TASKS:
[1] The discussion of dissociative drugs below quotes a definition of anesthesia. List each state or loss that this definition says anesthesia can involve.
[2] Write the next part of the discussion of dissociative drugs below, starting right after its final sentence.

EXCERPT PROVIDED:
■ ■ ■ ■ ■ ■ ■

Is this an scientifically accepted fact which has been studied and observedrepeatedly in tests, or just another theory whose terminology has become accepted and readily used..? It kinda seems extreme and reminiscent of the dmt at death kinda hearsay, but I have no clue and just started wondering so here I am trying to get the knowledge refined. Thanks for your help...

Does your brain get somehow literally detached from the sensory input of the body...? Or is this idea more of a perceptual depiction of the state of holing on a disassociative..? If it is physical is the process gradual in relation to dosage? (Like a low dose causes a small amount of physical detachment and a high dose a remarkable amount). Or is it that at a certain dose that, beyond the normal neurotransmitter firing effects, this detachment of the brain from body occurs as well..?

Also, which of the disassociatives are capable of and incapable of producing this drastic physical effect?

What about other non dissociative trips, like traditional psychedelics, do these ever disconnect your brain..?

A final point, where do Amanita Muscaria and Salvia Divinorum stand when it comes to this physical brain disassociating from the body effect..? People refer to these as disassociating experiences sometimes...
 
Can't comment on the science, but that's certainly what it feels like. As for salvia, it's actually considered a dissociative substance. Not entirely sure about fly agaric but I think that just counts as a deliriant.
 
"Detachment of brain from body" is a pretty hard to quantify term because nobody is really sure where the body ends and the mind begins.

But yes, NMDA antagonist dissociative drugs block some of the proprioceptive ("where is my arm?") and sensory (touch, taste etc) signals, by inhibiting nerve transmission. This explains why at higher doses it can feel like you don't have a body, or your arms belong to someone else, etc. They just block quite a wider spectrum of nerve signals than the "simple" soidum channel blockers like lidocaine.
 
Interesting! Good answer sekio
Creepy effect, but interesting none the less.

Is this same effect what anaesthetics do? Like non psychedelic ones, I know disassociatives can cause anaesthesia in high doses.
 
Wiki said:
Anesthesia, or anaesthesia (see spelling differences; from Greek αν-, an-, "without"; and αἴσθησις, aisthēsis, "sensation"), traditionally meant the condition of having sensation (including the feeling of pain) blocked or temporarily taken away. It is a pharmacologically induced and reversible state of amnesia, analgesia, loss of responsiveness, loss of skeletal muscle reflexes or decreased stress response, or all simultaneously.

■ ■ ■ ■ ■ ■ ■

DATA RECORDS:
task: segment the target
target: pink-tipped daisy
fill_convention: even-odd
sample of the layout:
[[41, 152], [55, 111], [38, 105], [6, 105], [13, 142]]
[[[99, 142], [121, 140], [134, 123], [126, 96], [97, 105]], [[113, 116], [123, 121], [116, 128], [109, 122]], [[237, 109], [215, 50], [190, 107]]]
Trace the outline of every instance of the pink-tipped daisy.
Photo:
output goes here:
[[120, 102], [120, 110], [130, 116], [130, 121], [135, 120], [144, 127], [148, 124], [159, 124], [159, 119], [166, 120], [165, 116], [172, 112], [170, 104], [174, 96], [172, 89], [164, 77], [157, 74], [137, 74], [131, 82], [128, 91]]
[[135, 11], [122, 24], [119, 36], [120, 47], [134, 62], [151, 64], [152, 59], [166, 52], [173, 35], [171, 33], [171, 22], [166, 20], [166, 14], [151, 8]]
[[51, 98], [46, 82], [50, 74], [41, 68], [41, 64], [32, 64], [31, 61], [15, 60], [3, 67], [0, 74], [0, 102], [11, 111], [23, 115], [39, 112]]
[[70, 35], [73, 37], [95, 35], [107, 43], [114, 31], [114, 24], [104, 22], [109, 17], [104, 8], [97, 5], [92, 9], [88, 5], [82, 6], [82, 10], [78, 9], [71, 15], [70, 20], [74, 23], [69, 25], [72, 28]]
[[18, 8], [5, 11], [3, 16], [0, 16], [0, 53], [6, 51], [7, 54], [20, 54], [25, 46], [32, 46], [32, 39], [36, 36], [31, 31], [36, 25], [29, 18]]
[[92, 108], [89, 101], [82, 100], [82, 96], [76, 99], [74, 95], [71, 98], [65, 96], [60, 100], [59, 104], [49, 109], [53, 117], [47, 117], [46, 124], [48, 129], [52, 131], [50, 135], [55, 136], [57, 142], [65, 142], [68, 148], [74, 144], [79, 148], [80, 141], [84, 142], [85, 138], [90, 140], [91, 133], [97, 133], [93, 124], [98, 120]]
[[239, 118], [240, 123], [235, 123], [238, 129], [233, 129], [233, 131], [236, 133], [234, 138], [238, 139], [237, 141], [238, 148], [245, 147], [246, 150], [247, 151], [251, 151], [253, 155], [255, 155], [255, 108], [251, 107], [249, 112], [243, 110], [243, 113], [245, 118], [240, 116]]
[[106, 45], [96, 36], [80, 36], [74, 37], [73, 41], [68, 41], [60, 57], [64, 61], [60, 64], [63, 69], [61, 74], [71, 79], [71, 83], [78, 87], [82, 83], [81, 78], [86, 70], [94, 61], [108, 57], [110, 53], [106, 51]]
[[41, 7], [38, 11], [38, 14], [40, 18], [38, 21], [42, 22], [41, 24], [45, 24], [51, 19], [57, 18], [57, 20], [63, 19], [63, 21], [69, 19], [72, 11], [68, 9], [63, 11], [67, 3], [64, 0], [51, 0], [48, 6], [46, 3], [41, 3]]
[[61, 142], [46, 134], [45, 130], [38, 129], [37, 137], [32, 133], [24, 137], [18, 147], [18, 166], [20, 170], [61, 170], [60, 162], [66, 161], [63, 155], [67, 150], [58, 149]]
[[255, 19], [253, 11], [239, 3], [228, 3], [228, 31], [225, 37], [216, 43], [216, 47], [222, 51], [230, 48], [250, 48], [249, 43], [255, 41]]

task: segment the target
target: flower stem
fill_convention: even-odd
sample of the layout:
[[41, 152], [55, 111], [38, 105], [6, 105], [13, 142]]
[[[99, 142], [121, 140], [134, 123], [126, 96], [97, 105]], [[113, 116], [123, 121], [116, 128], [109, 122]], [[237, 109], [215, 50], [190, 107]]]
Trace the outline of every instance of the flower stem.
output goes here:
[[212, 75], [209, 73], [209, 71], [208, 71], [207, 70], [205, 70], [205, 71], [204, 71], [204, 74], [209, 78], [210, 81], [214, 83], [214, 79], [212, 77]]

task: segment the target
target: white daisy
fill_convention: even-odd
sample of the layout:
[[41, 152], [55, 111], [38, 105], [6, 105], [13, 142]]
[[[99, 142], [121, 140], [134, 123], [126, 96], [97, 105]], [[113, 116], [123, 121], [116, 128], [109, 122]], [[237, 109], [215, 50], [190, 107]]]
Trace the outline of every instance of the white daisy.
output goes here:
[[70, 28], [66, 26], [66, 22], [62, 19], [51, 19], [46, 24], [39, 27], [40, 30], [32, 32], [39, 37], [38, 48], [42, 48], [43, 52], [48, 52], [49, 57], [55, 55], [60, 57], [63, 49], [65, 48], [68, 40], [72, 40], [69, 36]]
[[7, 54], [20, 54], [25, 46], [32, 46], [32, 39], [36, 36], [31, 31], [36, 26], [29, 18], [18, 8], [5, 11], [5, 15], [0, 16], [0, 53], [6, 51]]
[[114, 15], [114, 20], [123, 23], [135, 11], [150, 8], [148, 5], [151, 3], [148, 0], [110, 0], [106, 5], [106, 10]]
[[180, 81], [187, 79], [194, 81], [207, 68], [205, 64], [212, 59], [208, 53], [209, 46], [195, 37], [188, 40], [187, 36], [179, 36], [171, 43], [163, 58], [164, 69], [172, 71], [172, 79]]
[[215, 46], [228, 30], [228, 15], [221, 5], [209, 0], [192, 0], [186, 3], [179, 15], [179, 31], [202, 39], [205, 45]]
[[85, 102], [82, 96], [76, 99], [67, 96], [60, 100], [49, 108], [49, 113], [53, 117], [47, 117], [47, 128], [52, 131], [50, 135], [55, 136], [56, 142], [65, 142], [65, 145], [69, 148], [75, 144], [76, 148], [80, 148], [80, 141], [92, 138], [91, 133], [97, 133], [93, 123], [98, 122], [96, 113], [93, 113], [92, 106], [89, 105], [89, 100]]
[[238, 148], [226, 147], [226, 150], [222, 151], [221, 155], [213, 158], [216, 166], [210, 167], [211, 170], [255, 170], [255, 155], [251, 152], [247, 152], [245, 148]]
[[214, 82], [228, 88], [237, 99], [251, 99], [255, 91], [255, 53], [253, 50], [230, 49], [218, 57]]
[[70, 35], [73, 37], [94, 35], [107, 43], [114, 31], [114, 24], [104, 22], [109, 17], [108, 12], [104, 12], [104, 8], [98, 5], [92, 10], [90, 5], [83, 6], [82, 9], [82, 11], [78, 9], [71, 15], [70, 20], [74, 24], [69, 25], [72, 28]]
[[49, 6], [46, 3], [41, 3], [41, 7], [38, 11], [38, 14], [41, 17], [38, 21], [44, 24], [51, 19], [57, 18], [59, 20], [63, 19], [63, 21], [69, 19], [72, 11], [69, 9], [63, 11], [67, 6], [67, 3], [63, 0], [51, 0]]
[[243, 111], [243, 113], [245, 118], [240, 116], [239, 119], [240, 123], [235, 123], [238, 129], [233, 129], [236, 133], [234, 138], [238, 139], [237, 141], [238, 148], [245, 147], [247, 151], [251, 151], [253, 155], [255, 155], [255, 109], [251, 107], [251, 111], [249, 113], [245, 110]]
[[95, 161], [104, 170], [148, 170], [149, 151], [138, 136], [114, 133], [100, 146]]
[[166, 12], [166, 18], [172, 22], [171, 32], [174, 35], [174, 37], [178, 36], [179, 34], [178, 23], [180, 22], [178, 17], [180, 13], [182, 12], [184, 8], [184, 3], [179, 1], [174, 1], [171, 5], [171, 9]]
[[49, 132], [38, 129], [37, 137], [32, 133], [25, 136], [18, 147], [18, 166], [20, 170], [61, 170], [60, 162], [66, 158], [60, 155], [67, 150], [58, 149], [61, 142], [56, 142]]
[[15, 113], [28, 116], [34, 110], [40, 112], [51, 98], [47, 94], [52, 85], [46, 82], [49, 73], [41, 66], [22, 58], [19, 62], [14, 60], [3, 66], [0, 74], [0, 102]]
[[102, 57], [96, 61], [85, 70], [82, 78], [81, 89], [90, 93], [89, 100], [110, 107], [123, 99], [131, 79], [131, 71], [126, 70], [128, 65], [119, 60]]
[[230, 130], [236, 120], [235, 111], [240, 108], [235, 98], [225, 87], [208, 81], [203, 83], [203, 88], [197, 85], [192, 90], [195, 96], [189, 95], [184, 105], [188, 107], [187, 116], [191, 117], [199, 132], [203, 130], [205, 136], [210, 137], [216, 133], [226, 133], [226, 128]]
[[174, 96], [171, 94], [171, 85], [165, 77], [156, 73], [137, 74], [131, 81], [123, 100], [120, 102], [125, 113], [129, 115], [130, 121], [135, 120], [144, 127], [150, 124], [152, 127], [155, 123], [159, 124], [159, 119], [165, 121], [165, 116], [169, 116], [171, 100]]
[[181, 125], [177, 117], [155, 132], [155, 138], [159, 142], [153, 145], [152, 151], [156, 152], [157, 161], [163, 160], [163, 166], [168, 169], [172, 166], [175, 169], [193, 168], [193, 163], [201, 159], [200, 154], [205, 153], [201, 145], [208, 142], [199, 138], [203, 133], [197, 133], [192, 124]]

■ ■ ■ ■ ■ ■ ■

ANSWER LIST:
[1] Amnesia, analgesia, loss of responsiveness, loss of skeletal muscle reflexes, and decreased stress response.

[2]
You have to be a little more specific as anesthetics are a rather broad class of drugs.
There are the "topical" or "local" anesthetics like lidocaine, procaine, benzocaine, bupivicaine et cetera that stop some nerves from activating by blocking them physically from firing. These generally are not considred to be "anesthetic" as in "knockout" but more as in "numbing", and in fact may cause bad effects like seizures or cardiac arrest at high doses.

The simple gaseous anesthetics act at GABA-A, several ion channels, and also modify the shape of cellular membranes. These are drugs like diethyl ether, cyclopropane, chloroform, & to some extent ethanol. They are pharmacologically much "dirtier" and inhibit a wide spectrum of nervous activity while increasing activity in some other parts of the brain.

Finally there are the "dissociative anesthetics" like ketamine and PCP, which act at ion channels but also at a specific type of (normally stimulatory) receptor that binds glutamate, called the NMDA receptor. It just so happens that this receptor is somehow tied into cognition, memory etc in very complex ways and many drugs that effect a blockade of this receptor act rather effectively as anesthetics, producing memory loss & dissociation.

The problem with decribing the effects of anesthetics is that almost every drug today used to induce unconciousness is filthy, pharmacologically speaking. Ketamine hits at least half a dozen major targets in the human brain at anesthetic dose levels.

To answer your question, yes, blockade of the NMDA receptor is also seen in the other psychoactive anesthetics (not local ones though), but it is not thought to play as major of a role relative to the role NMDA antagonism plays in dissociatives' effects. The only "anesthetics" that don't have some activity at NMDAr are drugs like propofol, etomidate, midazolam etc.
 
Good info there too brother, much thanks.

Modify the shape of cellular membranes...? That's an intense and strange effect it would seem...
Quite a good pharmacology lesson :-)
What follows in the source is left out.